_STATED GOAL_: Select each line of the rows that includes the word "water" and copy it out.

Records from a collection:
###
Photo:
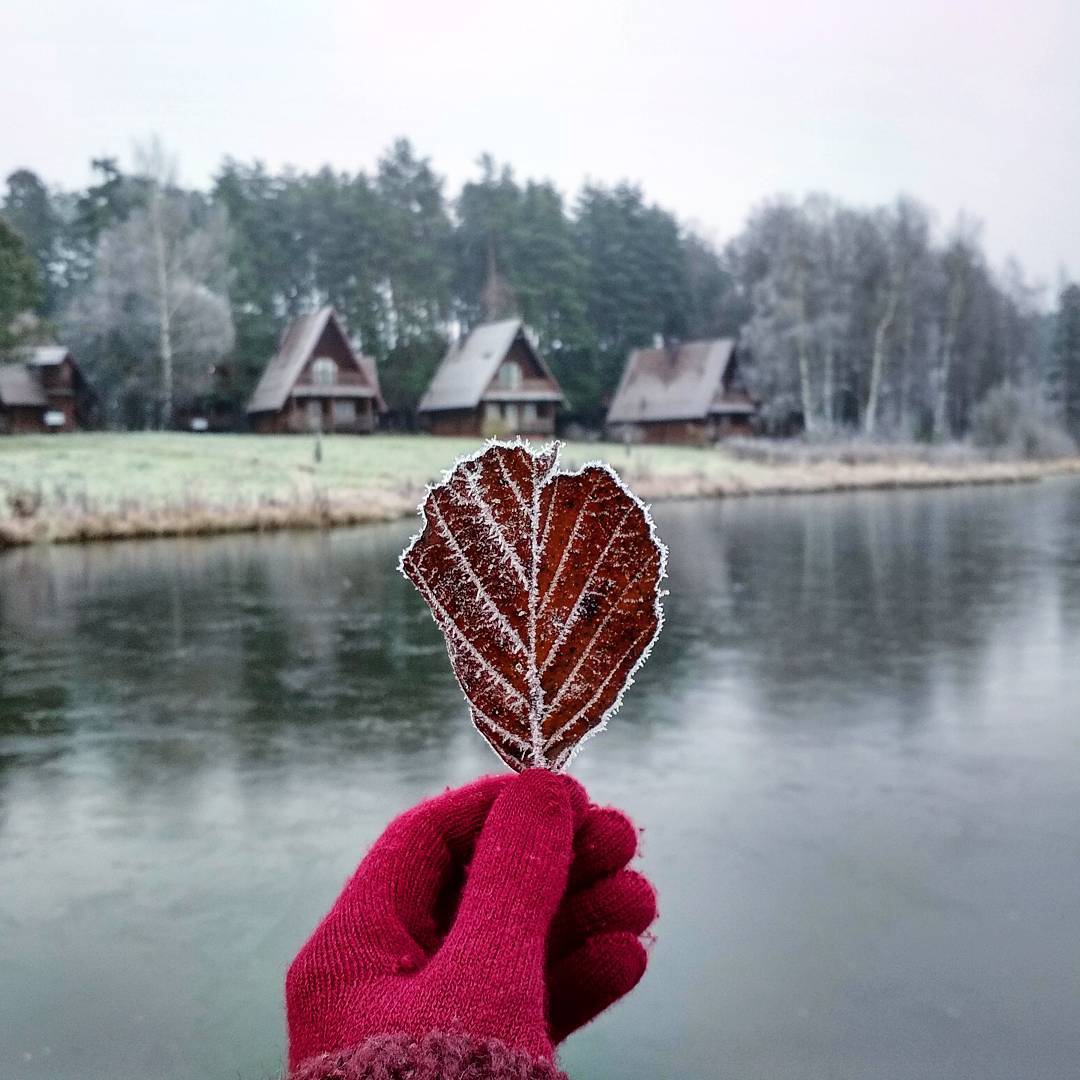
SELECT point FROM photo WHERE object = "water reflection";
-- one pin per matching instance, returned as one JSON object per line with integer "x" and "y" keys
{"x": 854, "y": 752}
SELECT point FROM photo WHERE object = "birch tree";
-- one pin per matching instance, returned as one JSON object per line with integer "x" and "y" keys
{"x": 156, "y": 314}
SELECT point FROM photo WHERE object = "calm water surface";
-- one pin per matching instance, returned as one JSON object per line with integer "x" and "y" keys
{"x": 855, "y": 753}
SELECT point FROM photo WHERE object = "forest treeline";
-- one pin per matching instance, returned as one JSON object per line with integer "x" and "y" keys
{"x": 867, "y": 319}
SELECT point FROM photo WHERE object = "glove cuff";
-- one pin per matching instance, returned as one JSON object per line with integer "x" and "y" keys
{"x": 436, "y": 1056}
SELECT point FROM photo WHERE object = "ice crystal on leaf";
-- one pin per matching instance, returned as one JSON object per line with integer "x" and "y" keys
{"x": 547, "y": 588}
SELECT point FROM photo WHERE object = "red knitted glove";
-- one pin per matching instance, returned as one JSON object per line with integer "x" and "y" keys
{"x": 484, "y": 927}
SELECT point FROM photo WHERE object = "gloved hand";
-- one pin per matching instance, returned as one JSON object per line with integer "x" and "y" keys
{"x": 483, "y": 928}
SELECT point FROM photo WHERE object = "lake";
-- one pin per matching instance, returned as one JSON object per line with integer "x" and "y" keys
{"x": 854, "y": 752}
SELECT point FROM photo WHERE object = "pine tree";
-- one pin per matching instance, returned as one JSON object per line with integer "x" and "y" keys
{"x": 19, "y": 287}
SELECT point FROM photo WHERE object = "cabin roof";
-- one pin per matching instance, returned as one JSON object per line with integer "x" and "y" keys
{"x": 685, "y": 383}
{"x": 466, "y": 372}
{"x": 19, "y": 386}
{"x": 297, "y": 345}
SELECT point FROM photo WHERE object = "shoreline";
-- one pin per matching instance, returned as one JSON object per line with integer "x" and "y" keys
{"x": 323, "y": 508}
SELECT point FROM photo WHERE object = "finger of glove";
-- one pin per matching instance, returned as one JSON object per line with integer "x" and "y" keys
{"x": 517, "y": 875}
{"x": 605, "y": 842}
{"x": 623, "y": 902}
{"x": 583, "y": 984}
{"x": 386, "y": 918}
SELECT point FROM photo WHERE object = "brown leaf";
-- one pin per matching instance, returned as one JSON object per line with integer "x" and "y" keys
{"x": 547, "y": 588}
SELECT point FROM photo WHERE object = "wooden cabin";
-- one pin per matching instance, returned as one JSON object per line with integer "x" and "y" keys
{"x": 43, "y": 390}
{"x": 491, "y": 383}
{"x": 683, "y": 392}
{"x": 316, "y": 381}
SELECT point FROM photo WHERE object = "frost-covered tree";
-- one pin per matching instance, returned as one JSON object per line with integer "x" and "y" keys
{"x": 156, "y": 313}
###
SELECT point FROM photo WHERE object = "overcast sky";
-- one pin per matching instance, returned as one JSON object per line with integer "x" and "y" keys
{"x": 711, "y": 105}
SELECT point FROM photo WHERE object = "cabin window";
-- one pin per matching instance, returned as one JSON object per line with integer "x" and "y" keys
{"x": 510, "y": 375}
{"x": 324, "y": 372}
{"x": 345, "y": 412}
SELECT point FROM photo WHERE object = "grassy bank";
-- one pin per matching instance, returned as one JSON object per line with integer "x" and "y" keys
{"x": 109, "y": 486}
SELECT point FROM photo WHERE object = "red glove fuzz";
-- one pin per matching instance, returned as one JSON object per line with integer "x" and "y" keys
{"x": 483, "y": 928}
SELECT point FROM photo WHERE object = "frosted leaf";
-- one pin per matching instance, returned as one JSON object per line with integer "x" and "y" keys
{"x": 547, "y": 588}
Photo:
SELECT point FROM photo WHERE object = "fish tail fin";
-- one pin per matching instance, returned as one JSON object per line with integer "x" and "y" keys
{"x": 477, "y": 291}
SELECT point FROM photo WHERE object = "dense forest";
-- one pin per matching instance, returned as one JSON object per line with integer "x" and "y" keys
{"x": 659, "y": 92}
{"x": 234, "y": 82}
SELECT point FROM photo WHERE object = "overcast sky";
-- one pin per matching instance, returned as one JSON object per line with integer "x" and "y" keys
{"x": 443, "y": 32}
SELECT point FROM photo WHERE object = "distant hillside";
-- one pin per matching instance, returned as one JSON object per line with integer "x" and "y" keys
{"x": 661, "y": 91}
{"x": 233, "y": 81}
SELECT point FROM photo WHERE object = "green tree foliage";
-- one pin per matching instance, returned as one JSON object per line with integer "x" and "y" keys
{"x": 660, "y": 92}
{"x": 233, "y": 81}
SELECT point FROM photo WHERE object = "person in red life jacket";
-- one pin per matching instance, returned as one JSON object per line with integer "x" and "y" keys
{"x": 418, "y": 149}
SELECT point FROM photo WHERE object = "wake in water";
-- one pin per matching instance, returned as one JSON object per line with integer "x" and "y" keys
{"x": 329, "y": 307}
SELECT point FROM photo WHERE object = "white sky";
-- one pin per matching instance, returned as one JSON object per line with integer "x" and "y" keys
###
_RESULT OF THIS TASK_:
SELECT point FROM photo WHERE object = "water reflection";
SELECT point FROM photo WHERE object = "calm water surface";
SELECT point FROM photo WHERE object = "wake in water";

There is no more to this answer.